* [What to work on]:
A) In the Red Monsoon review, where was the film previewed last week?
B) Please sum up the Red Monsoon review in two sentences.

* [Page]:
↓↓↓

Reviewing “Red Monsoon,” Interviewing Eelum Dixit

"I think that Nepali cinema is at a point now where if people at the top work together, we can really create a proper industry. "

Red Monsoon, a Nepali-language feature film directed by young Nepali filmmaker Eelum Dixit, will open in Kathmandu multiplexes in May. A select crowd of Lalitpur intelligentsia, myself included (I say this with my tongue firmly in cheek!) were invited to preview the film last week in the more intimate atmosphere of the refurbished 1920s-era Yalamaya Kendra complex.

South Asian film is perhaps too often synonymous with Bollywood. The overwhelming image is of the colourful, sequined song-and-dance routine, melodrama, three-hour-plus duration, as well as big-budget, cartel-backed production.

↑↑↑

Data records
↓↓↓

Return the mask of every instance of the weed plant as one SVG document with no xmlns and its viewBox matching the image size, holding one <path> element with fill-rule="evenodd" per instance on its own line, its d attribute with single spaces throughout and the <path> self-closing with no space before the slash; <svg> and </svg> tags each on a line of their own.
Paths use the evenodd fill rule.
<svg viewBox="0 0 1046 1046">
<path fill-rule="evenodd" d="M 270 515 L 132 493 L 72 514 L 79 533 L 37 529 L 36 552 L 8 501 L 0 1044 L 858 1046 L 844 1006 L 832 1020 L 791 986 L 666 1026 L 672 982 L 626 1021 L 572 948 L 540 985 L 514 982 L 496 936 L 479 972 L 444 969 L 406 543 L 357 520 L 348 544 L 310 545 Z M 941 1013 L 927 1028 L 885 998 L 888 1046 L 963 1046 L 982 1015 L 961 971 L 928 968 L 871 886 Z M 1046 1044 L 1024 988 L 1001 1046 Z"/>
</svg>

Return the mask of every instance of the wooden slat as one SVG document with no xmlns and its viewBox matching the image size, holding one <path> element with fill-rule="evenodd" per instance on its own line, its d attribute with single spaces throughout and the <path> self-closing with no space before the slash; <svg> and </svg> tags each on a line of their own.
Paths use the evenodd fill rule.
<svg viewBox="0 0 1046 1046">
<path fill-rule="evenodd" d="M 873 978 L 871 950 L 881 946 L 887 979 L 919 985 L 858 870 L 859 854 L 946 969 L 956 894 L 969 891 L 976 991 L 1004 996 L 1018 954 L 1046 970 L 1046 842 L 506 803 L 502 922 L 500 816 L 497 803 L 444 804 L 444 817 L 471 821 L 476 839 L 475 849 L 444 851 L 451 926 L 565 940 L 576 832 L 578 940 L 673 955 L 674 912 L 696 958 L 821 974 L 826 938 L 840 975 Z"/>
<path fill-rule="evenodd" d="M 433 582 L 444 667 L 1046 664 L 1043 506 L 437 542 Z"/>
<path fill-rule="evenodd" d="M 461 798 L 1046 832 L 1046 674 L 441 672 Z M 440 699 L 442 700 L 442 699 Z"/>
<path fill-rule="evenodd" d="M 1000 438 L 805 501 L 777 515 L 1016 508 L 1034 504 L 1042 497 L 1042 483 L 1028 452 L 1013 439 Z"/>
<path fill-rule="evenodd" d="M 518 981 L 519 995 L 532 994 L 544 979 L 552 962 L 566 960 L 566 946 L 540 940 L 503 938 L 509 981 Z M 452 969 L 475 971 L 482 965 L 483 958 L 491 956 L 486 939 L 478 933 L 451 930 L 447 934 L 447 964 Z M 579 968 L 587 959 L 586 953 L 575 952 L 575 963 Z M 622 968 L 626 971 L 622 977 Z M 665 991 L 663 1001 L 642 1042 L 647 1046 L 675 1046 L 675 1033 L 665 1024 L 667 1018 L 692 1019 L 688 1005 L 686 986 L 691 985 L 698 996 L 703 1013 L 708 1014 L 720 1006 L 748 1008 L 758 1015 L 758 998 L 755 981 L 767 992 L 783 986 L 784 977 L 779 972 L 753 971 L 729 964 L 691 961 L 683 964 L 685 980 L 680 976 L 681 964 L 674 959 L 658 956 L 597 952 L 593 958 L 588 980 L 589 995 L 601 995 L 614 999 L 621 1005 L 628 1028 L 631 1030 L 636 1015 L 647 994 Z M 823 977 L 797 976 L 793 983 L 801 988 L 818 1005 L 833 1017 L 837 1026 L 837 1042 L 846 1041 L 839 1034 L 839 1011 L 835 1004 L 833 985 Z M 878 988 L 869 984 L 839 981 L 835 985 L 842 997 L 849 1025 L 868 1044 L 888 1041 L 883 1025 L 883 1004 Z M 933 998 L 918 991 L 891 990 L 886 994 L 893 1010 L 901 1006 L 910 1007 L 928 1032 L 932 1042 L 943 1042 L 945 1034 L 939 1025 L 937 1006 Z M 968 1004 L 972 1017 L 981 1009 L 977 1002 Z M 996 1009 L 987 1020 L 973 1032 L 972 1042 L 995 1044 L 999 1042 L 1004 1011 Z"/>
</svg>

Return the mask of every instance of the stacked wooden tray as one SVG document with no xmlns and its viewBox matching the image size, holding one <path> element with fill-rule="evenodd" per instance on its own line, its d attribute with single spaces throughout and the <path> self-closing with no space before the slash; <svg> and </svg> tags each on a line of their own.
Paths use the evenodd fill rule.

↑↑↑

* [Answers in order]:
A) At the refurbished 1920s-era Yalamaya Kendra complex.

B) Red Monsoon, a Nepali-language feature film directed by young filmmaker Eelum Dixit, will open in Kathmandu multiplexes in May after a preview last week for a select Lalitpur crowd at the Yalamaya Kendra complex. The review notes that South Asian film is often equated with Bollywood and its song-and-dance routines, melodrama, long running times and big-budget production.